Word for word, transcribe every line below.

Referring expression data:
***
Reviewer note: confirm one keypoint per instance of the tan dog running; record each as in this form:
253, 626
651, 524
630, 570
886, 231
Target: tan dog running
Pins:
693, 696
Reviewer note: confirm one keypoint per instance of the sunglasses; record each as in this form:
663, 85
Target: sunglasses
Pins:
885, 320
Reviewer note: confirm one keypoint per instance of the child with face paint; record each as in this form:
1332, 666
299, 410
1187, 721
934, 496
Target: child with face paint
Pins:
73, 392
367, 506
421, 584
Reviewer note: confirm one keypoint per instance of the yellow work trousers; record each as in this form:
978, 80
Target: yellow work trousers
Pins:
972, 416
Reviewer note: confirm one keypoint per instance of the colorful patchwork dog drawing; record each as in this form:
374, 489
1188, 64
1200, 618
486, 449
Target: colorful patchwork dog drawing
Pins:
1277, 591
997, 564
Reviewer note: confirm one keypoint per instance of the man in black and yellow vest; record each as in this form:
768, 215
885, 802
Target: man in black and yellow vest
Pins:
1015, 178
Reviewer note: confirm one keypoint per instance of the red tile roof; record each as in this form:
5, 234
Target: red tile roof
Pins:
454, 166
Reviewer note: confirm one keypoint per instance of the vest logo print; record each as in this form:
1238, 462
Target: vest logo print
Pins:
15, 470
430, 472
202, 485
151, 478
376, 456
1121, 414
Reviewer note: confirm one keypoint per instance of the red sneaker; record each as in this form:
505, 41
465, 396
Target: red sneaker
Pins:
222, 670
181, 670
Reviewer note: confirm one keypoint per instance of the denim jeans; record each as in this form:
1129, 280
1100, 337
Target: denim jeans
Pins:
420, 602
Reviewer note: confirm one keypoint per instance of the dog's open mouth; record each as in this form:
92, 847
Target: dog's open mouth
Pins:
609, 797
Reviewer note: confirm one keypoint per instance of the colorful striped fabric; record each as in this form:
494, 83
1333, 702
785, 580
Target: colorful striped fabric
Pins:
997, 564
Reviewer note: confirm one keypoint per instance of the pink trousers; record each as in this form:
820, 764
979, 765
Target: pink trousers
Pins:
***
*Solution for this exercise:*
Reviewer note: confirm one keypoint per instance of the tan dog running; record each as in this form:
253, 626
651, 524
630, 570
886, 231
Target: tan dog running
Pins:
693, 696
Reviewer note: confirm one keypoint per instance of the sunglasses; record each as in this form:
663, 85
Target: sunglasses
Pins:
885, 320
Reviewer note: confirm one keypoint per instance of the child with face paint; record each as in this form:
1332, 666
299, 410
1187, 721
934, 496
Target: child with face paint
Pins:
73, 392
367, 506
421, 584
Reviewer note: confirm one keypoint per instance of the yellow work trousers; record each as in this form:
978, 80
Target: yellow work trousers
Pins:
972, 416
Reviewer note: confirm one keypoint per instance of the colorful patchwork dog drawing; record each as in this form:
374, 489
1188, 64
1200, 618
486, 449
Target: colorful patchwork dog drawing
Pins:
1277, 591
997, 564
Reviewer note: confirm one keypoint per instance of the man in black and yellow vest; record each as in this form:
768, 215
885, 802
Target: man in black and yellow vest
Pins:
1015, 178
Reviewer note: confirm one keypoint per instance of the red tile roof; record each as in this form:
5, 234
Target: red tile roof
Pins:
454, 166
Reviewer note: confirm one keypoint per instance of the vest logo print; record each as in this form:
1238, 462
Target: vest logo print
Pins:
15, 470
430, 472
202, 485
151, 478
376, 456
1121, 414
Reviewer note: confirm one keypoint per instance of the red sneaker; record each as in this form:
505, 41
465, 396
Target: red sneaker
Pins:
222, 670
181, 670
Reviewer note: confirm one keypoint per instance of the denim jeans; record each as in this form:
1129, 280
1100, 337
Target: denim jeans
Pins:
420, 602
Reviewer note: confirm one keypoint per instance of the dog's open mouth; record each as in this form:
92, 847
Target: dog's open mouth
Pins:
609, 797
Reviewer note: confirm one keypoint per instance of the colorful striped fabric; record each as in this form:
494, 83
1333, 702
785, 580
Target: colorful striped fabric
Pins:
997, 564
Reviewer note: confirm one keypoint per instance of the pink trousers; record each as in this form:
820, 764
979, 765
Target: pink trousers
Pins:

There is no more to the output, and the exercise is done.